# EXERCISE
Output the full listing below exactly, without the pictures.

Start of STORED DATA

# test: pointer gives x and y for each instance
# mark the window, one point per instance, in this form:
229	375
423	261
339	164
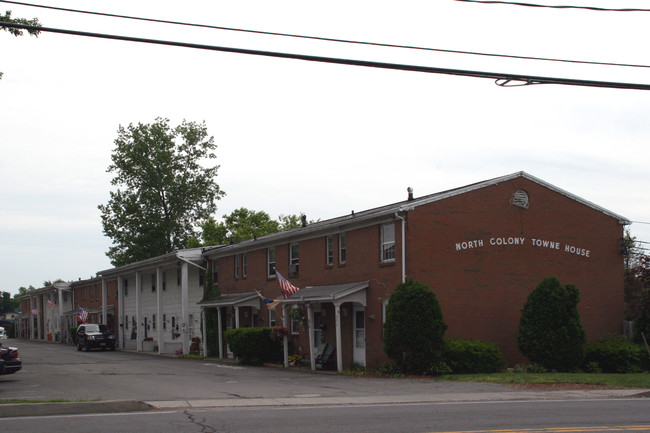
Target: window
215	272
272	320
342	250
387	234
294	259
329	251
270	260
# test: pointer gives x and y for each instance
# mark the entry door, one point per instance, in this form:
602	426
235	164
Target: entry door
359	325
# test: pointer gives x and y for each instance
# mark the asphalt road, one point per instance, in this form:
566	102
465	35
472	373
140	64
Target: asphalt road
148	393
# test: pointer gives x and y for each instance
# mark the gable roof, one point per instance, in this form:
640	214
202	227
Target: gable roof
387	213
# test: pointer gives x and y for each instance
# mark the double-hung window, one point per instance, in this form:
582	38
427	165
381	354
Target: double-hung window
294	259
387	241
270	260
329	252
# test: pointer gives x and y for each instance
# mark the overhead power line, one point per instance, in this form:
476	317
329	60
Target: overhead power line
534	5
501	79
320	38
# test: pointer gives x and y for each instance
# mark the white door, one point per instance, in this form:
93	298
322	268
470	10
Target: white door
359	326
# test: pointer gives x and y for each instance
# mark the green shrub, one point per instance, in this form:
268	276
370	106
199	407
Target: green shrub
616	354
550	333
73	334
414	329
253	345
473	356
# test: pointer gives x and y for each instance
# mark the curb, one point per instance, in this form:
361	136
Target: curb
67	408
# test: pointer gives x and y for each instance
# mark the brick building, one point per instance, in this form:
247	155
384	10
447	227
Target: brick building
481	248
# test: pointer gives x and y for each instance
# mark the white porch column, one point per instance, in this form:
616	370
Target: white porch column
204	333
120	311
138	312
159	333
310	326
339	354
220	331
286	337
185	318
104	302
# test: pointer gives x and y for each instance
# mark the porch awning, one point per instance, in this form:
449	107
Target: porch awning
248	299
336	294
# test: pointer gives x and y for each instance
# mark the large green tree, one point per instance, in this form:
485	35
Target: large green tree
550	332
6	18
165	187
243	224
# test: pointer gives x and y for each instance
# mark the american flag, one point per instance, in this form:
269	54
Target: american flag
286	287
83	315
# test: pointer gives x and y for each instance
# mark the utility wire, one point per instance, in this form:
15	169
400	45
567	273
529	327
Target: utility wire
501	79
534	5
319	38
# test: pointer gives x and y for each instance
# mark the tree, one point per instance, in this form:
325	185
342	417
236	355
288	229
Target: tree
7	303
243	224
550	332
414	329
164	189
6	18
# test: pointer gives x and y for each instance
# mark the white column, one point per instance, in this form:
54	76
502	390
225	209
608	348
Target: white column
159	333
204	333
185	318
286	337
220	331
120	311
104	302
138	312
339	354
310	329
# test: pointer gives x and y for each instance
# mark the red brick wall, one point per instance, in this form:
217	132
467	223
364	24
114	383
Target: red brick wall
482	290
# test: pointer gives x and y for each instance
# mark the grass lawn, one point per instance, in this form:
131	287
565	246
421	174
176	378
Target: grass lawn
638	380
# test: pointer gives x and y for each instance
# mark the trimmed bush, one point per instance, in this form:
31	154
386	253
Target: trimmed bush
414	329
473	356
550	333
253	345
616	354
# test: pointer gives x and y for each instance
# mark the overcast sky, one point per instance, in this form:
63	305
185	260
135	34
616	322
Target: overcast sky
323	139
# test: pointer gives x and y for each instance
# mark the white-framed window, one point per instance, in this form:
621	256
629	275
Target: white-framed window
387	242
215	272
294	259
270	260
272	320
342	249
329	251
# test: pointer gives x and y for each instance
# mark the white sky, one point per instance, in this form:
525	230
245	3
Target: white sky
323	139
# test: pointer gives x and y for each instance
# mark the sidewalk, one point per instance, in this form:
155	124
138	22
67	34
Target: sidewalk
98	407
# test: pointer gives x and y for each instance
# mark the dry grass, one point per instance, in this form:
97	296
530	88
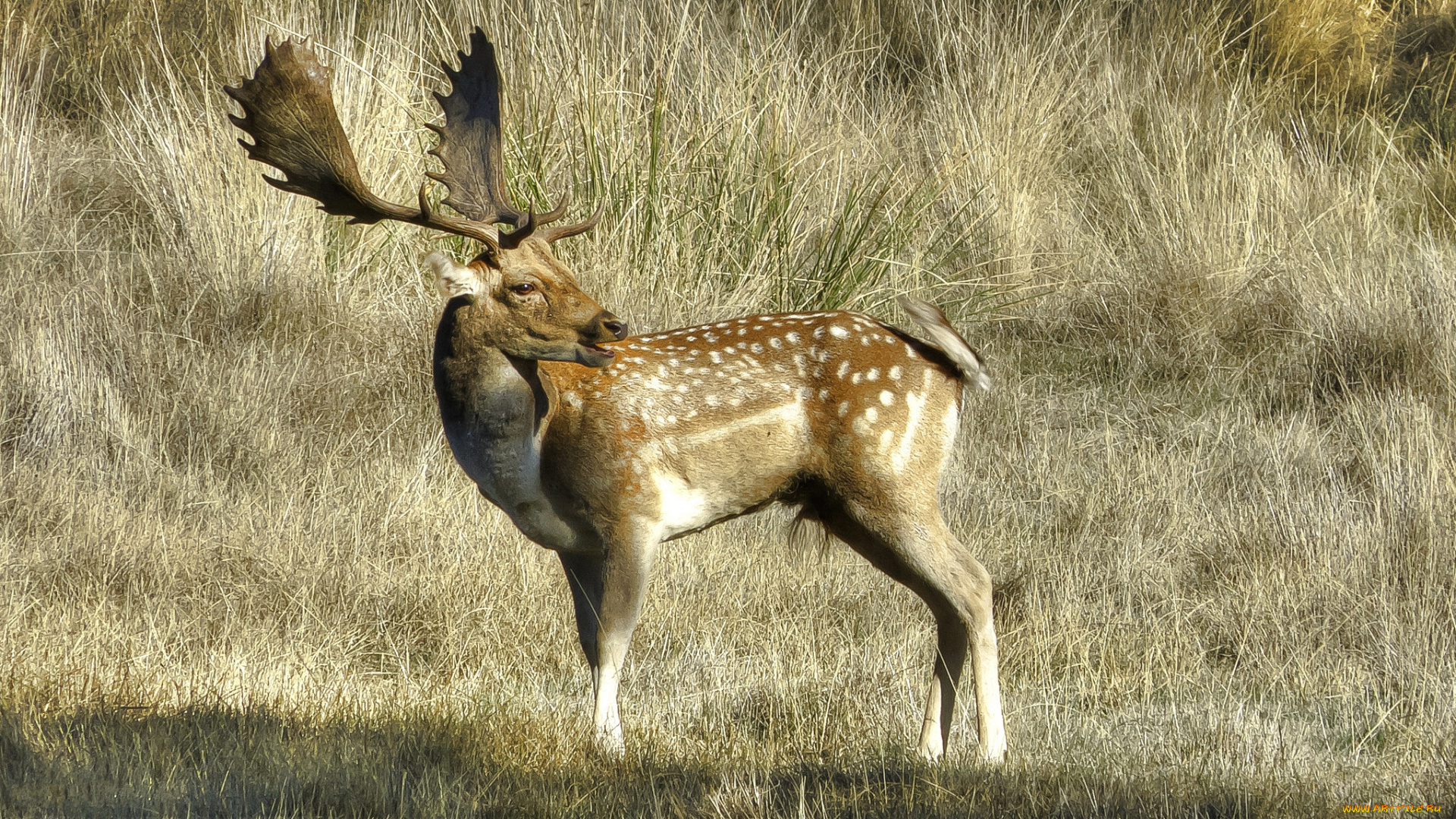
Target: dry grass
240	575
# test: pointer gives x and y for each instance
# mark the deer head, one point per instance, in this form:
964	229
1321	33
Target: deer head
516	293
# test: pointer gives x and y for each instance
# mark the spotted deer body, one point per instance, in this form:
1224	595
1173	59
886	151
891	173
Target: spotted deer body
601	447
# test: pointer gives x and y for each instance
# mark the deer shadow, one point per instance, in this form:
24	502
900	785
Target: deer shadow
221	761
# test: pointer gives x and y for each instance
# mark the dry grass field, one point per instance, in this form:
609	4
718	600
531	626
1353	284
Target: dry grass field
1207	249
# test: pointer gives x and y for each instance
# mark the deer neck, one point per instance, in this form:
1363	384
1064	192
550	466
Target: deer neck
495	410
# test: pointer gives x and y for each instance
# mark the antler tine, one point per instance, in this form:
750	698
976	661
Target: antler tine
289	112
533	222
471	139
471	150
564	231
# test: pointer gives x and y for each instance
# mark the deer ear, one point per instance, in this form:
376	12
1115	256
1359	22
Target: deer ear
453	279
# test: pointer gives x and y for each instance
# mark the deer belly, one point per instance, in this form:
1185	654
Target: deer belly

End of STORED DATA

# FINAL ANSWER
# test: pointer gives x and y for each instance
# mark the window, one point per instance, in this form:
229	375
423	261
339	164
Target: window
215	272
272	320
342	250
387	234
294	259
329	251
270	260
# test: pointer gives x and y for each instance
# mark the entry door, one point per instance, in this form:
602	426
235	164
Target: entry door
359	325
# test: pointer gives x and y for each instance
# mark the asphalt road, one point per instance, in this form:
566	102
465	35
472	373
140	64
Target: asphalt road
148	393
# test: pointer gives x and y for each instance
# mark the gable roof, one point per instance, in this form:
640	214
202	227
Target: gable roof
387	213
# test: pointer gives x and y for each instance
# mark the double-hung window, one point per instance, in this form:
582	38
427	165
381	354
Target: double-hung window
294	259
387	241
270	260
329	252
# test: pointer gives x and y for each instance
# mark the overhead power line, one point per instance, in this form:
476	317
329	60
Target: overhead power line
534	5
501	79
320	38
# test: pointer gives x and y for each instance
# mark the white door, one point per instance, in this form:
93	298
322	268
470	10
Target: white door
359	326
# test: pointer gives x and y for each instance
# mark the green shrub, one point per instance, in this form:
268	276
370	106
199	407
Target: green shrub
616	354
550	333
73	334
414	329
253	345
473	356
# test: pointer gives x and y for each instance
# mark the curb, one point per instance, in this form:
361	136
Target: curb
67	408
# test: pointer gives x and y for each instance
# mark the brick building, one point per instance, in this form:
247	155
384	10
447	227
Target: brick building
481	248
# test: pointer gives x and y for each instance
# mark the white porch column, one point per instance, in this form:
616	370
Target: white porch column
204	333
120	311
138	312
159	333
310	326
339	354
220	331
286	337
185	318
104	302
# test: pointer gives x and y for each instance
# mark the porch awning, one point per instance, in this form:
449	107
Target: porch awning
248	299
336	294
# test: pointer gives x and y for each instance
# mark the large green tree, one point per instance, in this form:
485	35
Target: large green tree
550	332
6	18
165	187
243	224
# test: pointer gives x and y for each instance
# mark the american flag, one point per instance, in this form:
269	54
Target: american flag
286	287
83	315
# test: pointer gives x and y for each instance
# mark the utility wire, one point per instance, in this form:
15	169
400	45
567	273
529	327
Target: utility wire
501	79
534	5
319	38
# test: pointer gives x and y for each instance
# mark the tree, one point per instance, in this form:
325	185
342	417
236	355
288	229
Target: tree
7	303
243	224
550	332
414	329
164	189
6	18
# test: pointer gives x and y for each instance
# mark the white column, one point per instance, in this form:
54	76
502	390
225	209
608	348
Target: white column
159	333
204	333
185	318
286	337
220	331
120	311
104	302
138	312
339	354
310	329
# test: pointer gives x and y for each instance
# mark the red brick wall, one point per instance, in this form:
217	132
467	223
364	24
114	383
Target: red brick wall
482	290
# test: pointer gives x and y for each instance
# mark the grass lawn, one point per instance, in this form:
131	287
565	246
421	174
176	378
Target: grass lawn
638	380
# test: pointer gives x and y for each instance
# mark the trimmed bush, one point per instance, in this form:
31	154
386	253
Target: trimmed bush
414	329
473	356
550	333
253	345
616	354
# test: pointer gives x and y for each instance
# mark the overcast sky, one point per instance, in this form:
63	305
185	260
135	34
616	322
Target: overcast sky
323	139
# test: pointer gives x and y for each instance
# mark the white-framed window, one point per instance, in this form:
621	256
629	275
Target: white-framed window
387	242
215	272
294	259
270	260
272	320
342	249
329	251
# test: pointer gives x and y for each instance
# mark the white sky, one point per instance, in this form:
525	230
245	3
Target: white sky
323	139
# test: pointer gives x and y for each instance
# mark the sidewalk, one point per instance, in this form:
155	124
138	22
67	34
Target: sidewalk
98	407
# test: pointer gives x and y for each instance
# mark the dry grass, one point per instance, in this form:
97	296
530	88
Target: dry grass
240	575
# test: pointer gives x and y for each instance
# mark the deer head, one point per instance, in this form:
964	229
1321	33
Target: deer head
516	293
# test: pointer gives x and y for each instance
# mark the spotted deer body, one point per instance, in this form:
1224	595
1173	59
886	151
891	173
Target: spotted deer body
601	447
# test: pointer gives x and y for each instance
# mark the deer shadow, one point per instance, in this form:
24	502
900	785
Target: deer shadow
221	761
# test: pointer gives x and y for each instance
# mark the dry grass field, one point per instance, in this form:
609	4
718	600
531	626
1353	284
Target: dry grass field
1207	249
# test: pointer gives x and y for each instance
# mark the deer neck, one point per instance, in this form:
1363	384
1064	192
550	466
Target: deer neck
495	410
# test: pointer gives x and y for each instance
# mark the antler tine, one point per instance, in this form:
750	698
976	661
Target: antler tine
289	112
533	222
471	139
471	150
564	231
# test: pointer gives x and y for each instance
# mark the deer ear, one point per instance, in this form:
376	12
1115	256
1359	22
Target: deer ear
453	279
# test: pointer gives x and y for each instance
# mark the deer belly, one point per instance, in this form:
1185	654
Target: deer belly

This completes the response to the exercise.